━━ Page text ━━
Hello,

We recently did some simulations to calculate the viscosity using the Muller-Plathe method. Using units=real, when we divide the momentum flux (j) over the velocity gradient, I thought to obtain the viscosity directly in Poise units (without any further conversion). However, this way I get crazy values for the viscosity.

Is there some conversion factor that I am missing?

Kind regards

Theo

Hello,

I guess the output of the fix, namely the total momentum, is in units of

(grams/mole) * (A/fs). Then one has to divide it by time (in fs) and

cross-sectional area (in A^2) to get the momentum flux. Finally the latter has

to be divided by the shear rate (in fs^-1). The result should therefore be in

units of (grams/mole)/(A*fs). To get the viscosity in Pa s = kg/(m s), one has

to apply the following conversion factor:

1 gram/mole/A/fs = 10^-3 / 6.02e23 kg * 10^10 m^-1 * 10^15 s^-1

I tried to use the Muller-Plathe method recently and to get results consistent

with other methods, I had to divide the results by 2, namely really apply the

definition (eq 3) of Muller-Plathe article. Is it right? In this case, maybe

this should be precised in the documentation...

Best regards,

Laurent Joly

Laurent is correct about the units - you need to convert mass*velocity

(grams/mole) * (A/fs) to Poise.

As the doc page for fix viscosity states:

As described below, the total momentum transferred by these velocity swaps is computed by the fix and >can be output. Dividing this quantity by time and the cross-sectional area of the simulation box yields a >momentum flux. The ratio of momentum flux to the slope of the shear velocity profile is the viscosity of >the fluid, in appopriate units. See the Muller-Plathe paper for details.
━━━
# [What you should do]
Copy the viscosity thread word for word from "to apply the" to "in the documentation...". The records have no connection to the viscosity thread.
━━ Raw data ━━
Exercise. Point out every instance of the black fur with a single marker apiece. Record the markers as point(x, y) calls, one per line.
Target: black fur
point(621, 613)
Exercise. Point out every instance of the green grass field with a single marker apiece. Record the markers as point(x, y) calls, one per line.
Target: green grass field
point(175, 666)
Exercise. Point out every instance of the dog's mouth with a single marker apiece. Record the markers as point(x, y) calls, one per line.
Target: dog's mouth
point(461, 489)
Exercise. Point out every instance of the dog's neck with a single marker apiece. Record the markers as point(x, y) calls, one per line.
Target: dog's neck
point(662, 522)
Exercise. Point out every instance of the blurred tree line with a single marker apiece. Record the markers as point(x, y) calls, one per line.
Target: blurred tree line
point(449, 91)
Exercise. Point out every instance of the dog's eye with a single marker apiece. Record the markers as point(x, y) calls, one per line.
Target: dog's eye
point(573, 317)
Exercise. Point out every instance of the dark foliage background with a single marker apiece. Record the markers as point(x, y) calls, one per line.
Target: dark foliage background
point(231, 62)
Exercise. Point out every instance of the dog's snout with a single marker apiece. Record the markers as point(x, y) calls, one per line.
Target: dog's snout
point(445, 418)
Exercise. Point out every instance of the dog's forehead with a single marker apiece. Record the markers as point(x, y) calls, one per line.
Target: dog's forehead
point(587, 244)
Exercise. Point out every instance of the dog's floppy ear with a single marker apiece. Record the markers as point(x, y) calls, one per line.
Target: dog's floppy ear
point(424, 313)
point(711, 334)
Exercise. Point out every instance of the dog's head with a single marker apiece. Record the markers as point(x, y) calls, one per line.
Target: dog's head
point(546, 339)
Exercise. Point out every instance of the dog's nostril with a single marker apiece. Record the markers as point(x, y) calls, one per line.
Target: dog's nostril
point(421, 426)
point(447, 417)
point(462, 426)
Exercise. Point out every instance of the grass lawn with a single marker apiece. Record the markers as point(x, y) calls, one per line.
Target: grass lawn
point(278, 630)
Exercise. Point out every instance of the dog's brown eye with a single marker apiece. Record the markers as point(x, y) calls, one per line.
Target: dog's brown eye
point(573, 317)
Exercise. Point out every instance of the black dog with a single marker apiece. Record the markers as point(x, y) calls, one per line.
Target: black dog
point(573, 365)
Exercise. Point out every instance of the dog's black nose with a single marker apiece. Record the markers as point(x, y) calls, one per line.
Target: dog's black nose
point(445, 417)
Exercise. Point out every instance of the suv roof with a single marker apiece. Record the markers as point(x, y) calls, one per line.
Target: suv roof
━━━
# [Completed exercise]
to apply the following conversion factor:

1 gram/mole/A/fs = 10^-3 / 6.02e23 kg * 10^10 m^-1 * 10^15 s^-1

I tried to use the Muller-Plathe method recently and to get results consistent

with other methods, I had to divide the results by 2, namely really apply the

definition (eq 3) of Muller-Plathe article. Is it right? In this case, maybe

this should be precised in the documentation...